● Objective
Swap "bracelet" for "wristband" in the stretch from the line containing "Where can the blue lighting" through the line containing "pixel 338 80", then write out those lines with nothing else changed.

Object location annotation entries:
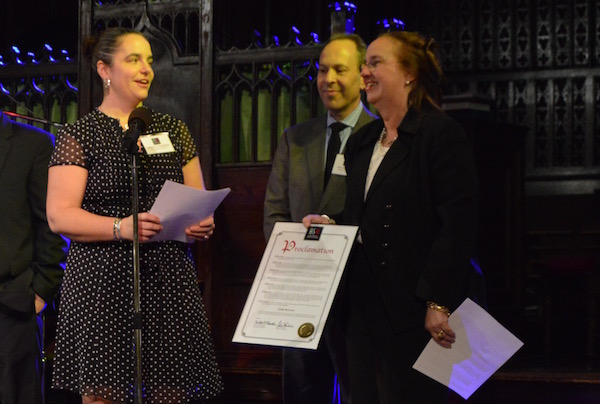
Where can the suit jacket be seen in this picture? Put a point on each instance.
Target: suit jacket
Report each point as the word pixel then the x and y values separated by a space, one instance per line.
pixel 295 186
pixel 31 256
pixel 418 221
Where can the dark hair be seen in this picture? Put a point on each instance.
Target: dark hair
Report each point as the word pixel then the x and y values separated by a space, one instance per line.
pixel 417 55
pixel 361 47
pixel 103 47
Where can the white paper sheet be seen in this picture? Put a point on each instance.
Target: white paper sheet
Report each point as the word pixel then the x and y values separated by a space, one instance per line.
pixel 179 206
pixel 295 285
pixel 482 346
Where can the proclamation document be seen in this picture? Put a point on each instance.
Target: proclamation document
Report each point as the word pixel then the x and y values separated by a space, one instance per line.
pixel 295 285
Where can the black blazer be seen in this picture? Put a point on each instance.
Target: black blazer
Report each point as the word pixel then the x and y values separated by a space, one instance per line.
pixel 418 220
pixel 30 254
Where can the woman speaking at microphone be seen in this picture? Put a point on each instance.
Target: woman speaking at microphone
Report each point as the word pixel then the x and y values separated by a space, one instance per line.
pixel 89 201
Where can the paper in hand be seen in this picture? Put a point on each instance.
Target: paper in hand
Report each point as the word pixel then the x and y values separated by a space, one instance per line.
pixel 178 206
pixel 482 346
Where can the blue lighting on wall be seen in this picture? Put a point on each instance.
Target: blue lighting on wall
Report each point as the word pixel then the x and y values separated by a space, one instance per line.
pixel 297 32
pixel 36 87
pixel 71 86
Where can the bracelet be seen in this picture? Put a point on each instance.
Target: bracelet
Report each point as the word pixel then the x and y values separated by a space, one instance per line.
pixel 331 221
pixel 117 228
pixel 437 307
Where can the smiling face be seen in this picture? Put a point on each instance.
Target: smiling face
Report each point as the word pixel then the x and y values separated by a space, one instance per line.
pixel 384 77
pixel 130 72
pixel 338 80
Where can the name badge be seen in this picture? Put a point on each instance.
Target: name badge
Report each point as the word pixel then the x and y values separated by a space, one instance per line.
pixel 157 143
pixel 339 167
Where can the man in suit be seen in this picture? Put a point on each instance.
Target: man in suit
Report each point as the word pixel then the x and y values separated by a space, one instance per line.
pixel 31 259
pixel 305 180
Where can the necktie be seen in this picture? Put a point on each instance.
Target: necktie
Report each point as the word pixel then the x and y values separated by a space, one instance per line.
pixel 333 148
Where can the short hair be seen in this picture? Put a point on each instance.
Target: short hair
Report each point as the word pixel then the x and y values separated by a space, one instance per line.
pixel 361 47
pixel 104 46
pixel 417 55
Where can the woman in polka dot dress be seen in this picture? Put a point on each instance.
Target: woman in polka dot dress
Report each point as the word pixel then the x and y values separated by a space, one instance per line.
pixel 89 201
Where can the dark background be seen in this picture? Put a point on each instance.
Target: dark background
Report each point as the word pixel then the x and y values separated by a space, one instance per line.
pixel 29 24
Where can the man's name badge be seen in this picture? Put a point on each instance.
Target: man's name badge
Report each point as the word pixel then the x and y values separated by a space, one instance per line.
pixel 339 167
pixel 157 143
pixel 306 330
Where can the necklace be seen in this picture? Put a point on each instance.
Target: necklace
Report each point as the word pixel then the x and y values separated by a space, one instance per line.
pixel 385 142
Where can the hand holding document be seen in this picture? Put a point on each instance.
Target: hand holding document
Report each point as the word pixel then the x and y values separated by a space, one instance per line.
pixel 179 206
pixel 295 285
pixel 482 346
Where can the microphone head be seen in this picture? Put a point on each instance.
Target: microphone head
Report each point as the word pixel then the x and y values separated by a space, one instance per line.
pixel 140 117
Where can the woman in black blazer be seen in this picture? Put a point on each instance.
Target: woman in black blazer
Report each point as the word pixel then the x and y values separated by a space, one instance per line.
pixel 411 189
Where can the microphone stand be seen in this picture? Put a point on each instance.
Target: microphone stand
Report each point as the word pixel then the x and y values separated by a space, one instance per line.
pixel 137 314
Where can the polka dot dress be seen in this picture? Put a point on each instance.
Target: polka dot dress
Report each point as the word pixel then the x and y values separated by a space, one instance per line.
pixel 94 343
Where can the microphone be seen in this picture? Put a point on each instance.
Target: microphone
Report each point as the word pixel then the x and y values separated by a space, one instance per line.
pixel 139 119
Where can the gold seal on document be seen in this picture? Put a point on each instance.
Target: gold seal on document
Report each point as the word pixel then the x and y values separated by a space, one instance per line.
pixel 306 330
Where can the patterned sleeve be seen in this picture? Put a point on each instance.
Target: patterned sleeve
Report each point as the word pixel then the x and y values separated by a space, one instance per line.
pixel 189 147
pixel 68 149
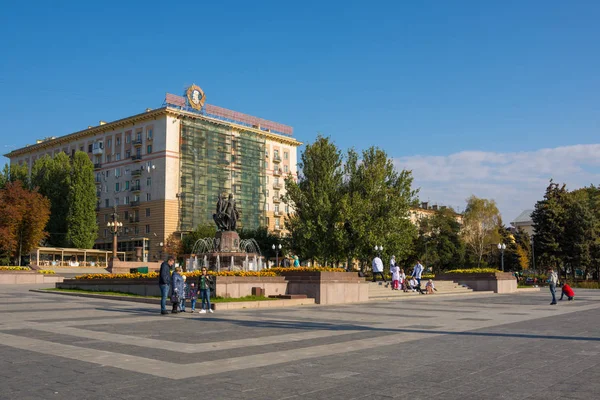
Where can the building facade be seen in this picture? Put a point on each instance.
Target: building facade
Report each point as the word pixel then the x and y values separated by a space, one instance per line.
pixel 163 169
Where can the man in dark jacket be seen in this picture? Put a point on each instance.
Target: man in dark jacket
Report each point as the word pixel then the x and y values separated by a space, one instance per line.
pixel 164 281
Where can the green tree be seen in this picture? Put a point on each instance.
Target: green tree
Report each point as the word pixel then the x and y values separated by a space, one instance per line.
pixel 549 224
pixel 439 244
pixel 316 222
pixel 52 177
pixel 82 228
pixel 481 222
pixel 376 205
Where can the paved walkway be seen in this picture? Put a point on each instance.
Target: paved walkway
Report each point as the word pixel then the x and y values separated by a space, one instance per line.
pixel 471 347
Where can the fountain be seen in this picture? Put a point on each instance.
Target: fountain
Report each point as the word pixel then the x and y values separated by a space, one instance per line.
pixel 226 251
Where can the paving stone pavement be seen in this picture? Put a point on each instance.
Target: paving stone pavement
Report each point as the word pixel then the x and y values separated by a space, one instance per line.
pixel 465 347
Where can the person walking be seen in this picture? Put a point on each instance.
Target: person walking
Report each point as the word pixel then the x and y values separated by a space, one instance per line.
pixel 204 282
pixel 378 269
pixel 552 281
pixel 164 282
pixel 395 270
pixel 567 291
pixel 176 290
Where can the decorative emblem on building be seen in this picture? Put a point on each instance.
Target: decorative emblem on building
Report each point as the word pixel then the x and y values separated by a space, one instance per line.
pixel 195 97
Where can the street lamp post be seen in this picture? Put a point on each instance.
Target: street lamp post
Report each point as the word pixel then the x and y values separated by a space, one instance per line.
pixel 502 247
pixel 277 250
pixel 115 227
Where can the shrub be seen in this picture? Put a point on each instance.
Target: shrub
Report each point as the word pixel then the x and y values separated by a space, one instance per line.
pixel 46 272
pixel 15 269
pixel 473 271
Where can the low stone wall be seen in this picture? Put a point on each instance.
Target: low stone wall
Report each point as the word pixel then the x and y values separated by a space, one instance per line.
pixel 499 282
pixel 328 287
pixel 323 287
pixel 26 277
pixel 241 286
pixel 123 267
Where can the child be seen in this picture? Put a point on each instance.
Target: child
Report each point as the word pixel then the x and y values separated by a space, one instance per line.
pixel 192 295
pixel 430 287
pixel 185 290
pixel 567 291
pixel 395 270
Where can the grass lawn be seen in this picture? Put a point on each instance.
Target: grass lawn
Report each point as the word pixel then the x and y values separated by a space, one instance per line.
pixel 213 299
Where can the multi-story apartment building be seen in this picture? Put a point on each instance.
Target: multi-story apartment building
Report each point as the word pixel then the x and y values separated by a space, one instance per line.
pixel 164 169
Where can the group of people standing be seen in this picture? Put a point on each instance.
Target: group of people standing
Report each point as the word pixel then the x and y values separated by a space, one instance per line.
pixel 173 285
pixel 399 278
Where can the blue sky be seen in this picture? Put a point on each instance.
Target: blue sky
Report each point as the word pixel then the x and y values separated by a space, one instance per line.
pixel 476 97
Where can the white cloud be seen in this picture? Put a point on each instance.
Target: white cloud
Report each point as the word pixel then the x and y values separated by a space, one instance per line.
pixel 515 180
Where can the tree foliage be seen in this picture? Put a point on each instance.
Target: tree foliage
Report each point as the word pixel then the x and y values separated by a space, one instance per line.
pixel 439 244
pixel 23 216
pixel 342 210
pixel 481 222
pixel 82 228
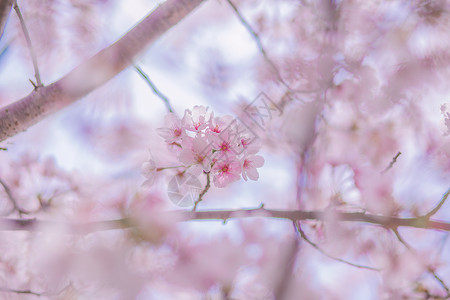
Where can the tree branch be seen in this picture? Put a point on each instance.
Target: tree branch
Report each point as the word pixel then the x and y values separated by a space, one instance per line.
pixel 154 88
pixel 7 224
pixel 94 72
pixel 5 8
pixel 30 47
pixel 393 161
pixel 302 234
pixel 12 199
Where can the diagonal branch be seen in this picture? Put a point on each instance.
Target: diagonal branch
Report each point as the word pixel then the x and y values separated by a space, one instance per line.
pixel 12 199
pixel 393 161
pixel 388 222
pixel 30 47
pixel 5 9
pixel 154 88
pixel 93 72
pixel 204 191
pixel 283 282
pixel 259 44
pixel 302 234
pixel 439 205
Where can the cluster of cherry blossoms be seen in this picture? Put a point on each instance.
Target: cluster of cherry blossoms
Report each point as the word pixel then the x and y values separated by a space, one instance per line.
pixel 221 147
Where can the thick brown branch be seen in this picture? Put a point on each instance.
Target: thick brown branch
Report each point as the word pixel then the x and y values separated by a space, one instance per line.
pixel 7 224
pixel 5 9
pixel 94 72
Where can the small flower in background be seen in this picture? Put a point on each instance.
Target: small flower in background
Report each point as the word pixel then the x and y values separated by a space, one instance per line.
pixel 249 165
pixel 226 172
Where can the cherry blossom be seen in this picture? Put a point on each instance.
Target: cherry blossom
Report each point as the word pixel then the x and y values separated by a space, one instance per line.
pixel 209 144
pixel 197 119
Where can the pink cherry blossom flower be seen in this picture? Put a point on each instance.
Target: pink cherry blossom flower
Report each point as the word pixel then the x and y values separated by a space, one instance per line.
pixel 226 172
pixel 173 131
pixel 225 144
pixel 249 165
pixel 195 152
pixel 197 119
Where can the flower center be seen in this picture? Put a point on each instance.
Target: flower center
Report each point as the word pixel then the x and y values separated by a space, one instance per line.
pixel 224 146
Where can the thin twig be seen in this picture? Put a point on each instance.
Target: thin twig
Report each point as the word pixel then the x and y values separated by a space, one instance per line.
pixel 302 234
pixel 205 190
pixel 439 205
pixel 429 269
pixel 393 161
pixel 93 72
pixel 12 199
pixel 260 45
pixel 154 88
pixel 30 47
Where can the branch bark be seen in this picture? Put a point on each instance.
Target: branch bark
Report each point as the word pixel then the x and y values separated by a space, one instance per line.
pixel 5 9
pixel 94 72
pixel 7 224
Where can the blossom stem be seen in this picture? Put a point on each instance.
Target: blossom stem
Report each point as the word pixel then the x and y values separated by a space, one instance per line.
pixel 207 186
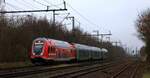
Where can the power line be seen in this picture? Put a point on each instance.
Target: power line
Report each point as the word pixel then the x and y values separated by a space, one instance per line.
pixel 32 11
pixel 82 15
pixel 52 4
pixel 26 4
pixel 40 3
pixel 15 7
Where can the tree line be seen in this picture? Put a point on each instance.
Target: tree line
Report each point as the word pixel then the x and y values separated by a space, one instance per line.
pixel 143 28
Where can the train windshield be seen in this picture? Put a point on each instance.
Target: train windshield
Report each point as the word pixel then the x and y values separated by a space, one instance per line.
pixel 38 48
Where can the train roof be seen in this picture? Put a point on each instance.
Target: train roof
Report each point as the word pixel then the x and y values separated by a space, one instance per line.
pixel 86 47
pixel 57 43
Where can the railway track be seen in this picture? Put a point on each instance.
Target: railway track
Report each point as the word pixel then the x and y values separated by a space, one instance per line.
pixel 82 71
pixel 41 69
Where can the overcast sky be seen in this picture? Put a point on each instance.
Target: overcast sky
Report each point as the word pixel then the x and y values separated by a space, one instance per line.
pixel 117 16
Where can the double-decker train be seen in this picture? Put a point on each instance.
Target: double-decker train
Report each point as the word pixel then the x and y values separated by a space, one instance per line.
pixel 46 50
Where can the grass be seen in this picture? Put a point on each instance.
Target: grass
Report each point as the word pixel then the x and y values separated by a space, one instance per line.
pixel 15 65
pixel 146 75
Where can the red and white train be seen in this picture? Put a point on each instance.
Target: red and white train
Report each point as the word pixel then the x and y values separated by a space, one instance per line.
pixel 45 50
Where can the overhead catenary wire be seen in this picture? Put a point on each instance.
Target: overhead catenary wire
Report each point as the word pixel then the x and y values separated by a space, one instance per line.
pixel 15 7
pixel 52 4
pixel 82 15
pixel 40 3
pixel 26 4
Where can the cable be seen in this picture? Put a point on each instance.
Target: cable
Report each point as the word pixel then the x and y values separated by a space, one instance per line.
pixel 40 3
pixel 53 4
pixel 26 4
pixel 82 15
pixel 17 8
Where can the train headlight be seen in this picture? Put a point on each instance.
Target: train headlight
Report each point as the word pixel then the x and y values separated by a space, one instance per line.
pixel 33 53
pixel 42 53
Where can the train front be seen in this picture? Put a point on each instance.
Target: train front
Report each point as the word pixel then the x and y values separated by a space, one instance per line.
pixel 38 50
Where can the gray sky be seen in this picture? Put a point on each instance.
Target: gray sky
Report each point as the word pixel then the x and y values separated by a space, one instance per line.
pixel 119 16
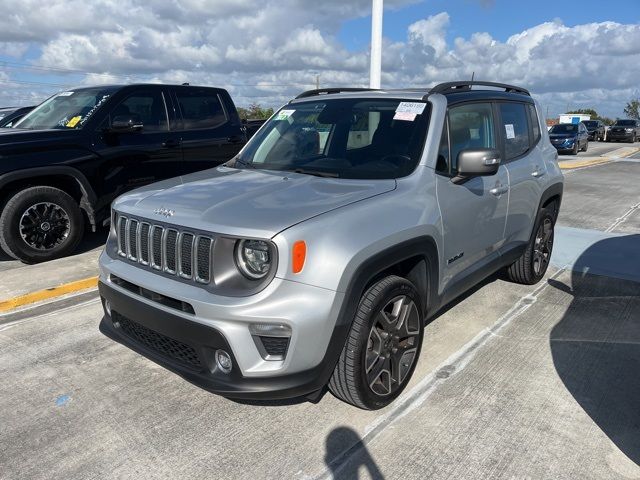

● Result below
Where can the blue lighting on wall be seen in this picture? Put a point on each instance.
Target: blue lighting on wall
Report each point as the word pixel then the x and y values separated by a space, one instance per line.
pixel 297 32
pixel 36 87
pixel 71 86
Where can the wristband be seen in this picture? Put a point on each instance.
Target: wristband
Report each point as the word pixel then the x and y values separated by a space, one instance per line.
pixel 331 221
pixel 117 228
pixel 437 307
Where can the smiling face be seen in this picture? Put a point on each instance.
Target: smiling face
Report each point as the word pixel then the x and y values separated by a space, one instance per line.
pixel 384 77
pixel 130 72
pixel 338 80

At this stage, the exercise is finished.